-- BEGIN RECORDS TO PROCESS --
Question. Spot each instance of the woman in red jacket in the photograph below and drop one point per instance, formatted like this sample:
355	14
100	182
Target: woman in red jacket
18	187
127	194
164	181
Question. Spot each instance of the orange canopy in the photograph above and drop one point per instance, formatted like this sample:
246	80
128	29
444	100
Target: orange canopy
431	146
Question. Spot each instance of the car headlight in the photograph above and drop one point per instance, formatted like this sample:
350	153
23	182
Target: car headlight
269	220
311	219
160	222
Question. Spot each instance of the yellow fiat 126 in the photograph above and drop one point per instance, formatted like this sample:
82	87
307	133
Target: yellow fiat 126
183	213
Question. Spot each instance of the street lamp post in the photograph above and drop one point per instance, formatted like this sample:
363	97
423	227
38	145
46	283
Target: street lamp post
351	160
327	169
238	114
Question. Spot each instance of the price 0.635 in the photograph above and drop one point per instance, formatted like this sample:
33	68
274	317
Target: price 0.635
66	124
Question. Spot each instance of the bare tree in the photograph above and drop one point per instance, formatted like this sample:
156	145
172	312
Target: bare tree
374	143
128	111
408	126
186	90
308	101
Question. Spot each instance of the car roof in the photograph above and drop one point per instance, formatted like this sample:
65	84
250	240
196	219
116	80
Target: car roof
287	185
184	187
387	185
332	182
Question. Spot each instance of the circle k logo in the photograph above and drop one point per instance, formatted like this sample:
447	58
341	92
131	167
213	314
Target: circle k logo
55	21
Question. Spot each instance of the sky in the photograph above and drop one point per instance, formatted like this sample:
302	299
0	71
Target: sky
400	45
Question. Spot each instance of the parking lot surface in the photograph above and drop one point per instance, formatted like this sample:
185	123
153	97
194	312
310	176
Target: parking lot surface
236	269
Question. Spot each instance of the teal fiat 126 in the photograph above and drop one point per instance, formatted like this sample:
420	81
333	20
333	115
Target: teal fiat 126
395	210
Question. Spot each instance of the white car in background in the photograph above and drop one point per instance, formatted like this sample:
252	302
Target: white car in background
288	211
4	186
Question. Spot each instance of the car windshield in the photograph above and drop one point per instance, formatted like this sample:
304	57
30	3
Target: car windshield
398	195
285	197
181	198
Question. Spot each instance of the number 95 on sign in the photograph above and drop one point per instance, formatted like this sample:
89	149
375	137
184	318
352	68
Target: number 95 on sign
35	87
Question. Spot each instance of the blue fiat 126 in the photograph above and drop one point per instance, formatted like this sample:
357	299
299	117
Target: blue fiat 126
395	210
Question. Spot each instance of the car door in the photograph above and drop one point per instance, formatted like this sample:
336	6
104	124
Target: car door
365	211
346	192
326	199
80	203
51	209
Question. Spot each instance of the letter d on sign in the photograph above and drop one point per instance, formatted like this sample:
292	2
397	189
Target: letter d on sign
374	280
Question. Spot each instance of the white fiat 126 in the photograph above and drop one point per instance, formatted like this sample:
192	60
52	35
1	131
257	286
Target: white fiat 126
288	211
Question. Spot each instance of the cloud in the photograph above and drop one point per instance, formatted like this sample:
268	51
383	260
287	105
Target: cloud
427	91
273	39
-- END RECORDS TO PROCESS --
_EXERCISE BRIEF:_
Copy out everything from the line containing "Question. Spot each instance of the white fiat" down to the last of the lines above, keeping every line unchanged.

_THE COMPLETED TASK:_
Question. Spot each instance of the white fiat 126 in the photograph above and drop one point per instance, formatted like this sample:
192	60
52	35
1	131
257	286
Target: white fiat 126
288	211
Question. Spot each instance of the cloud in the photograph above and drop one point per instance, formatted like this sample:
268	51
383	260
287	105
Target: cloud
427	91
273	39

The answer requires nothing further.